_PROBLEM_
Your task is to find every line of the data that holds the string "distant" and copy it.

_INPUT_

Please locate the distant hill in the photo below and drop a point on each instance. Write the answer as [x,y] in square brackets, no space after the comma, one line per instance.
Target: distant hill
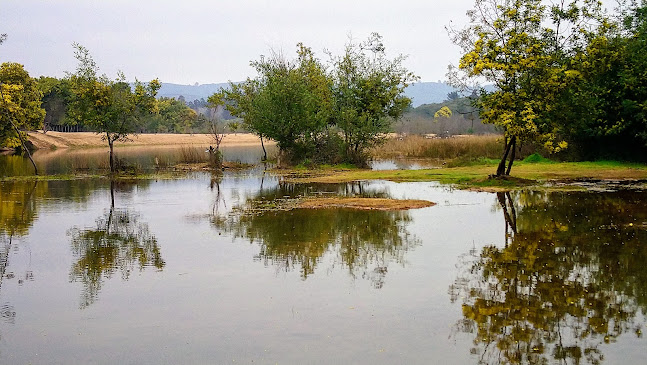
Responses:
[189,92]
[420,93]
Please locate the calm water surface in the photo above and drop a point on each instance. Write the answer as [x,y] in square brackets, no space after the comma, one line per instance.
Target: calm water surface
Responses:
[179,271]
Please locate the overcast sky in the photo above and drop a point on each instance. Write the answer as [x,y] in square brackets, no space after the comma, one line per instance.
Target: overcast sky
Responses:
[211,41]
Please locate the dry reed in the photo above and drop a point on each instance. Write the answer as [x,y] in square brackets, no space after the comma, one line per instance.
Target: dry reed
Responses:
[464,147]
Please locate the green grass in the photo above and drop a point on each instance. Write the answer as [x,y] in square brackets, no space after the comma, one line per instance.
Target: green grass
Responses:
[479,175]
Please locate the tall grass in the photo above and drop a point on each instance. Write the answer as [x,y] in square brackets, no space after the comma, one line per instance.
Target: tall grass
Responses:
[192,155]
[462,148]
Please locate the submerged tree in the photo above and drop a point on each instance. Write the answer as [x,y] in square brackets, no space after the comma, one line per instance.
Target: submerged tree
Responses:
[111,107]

...

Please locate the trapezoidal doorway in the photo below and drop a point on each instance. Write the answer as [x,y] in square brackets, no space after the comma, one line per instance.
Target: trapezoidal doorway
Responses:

_ANSWER FOR THE TASK_
Please locate the distant hill in the photo below and drop a point on each instance. Write the answer as [x,y] in square brackets, no space after the comma, one line per instance.
Target: distant hill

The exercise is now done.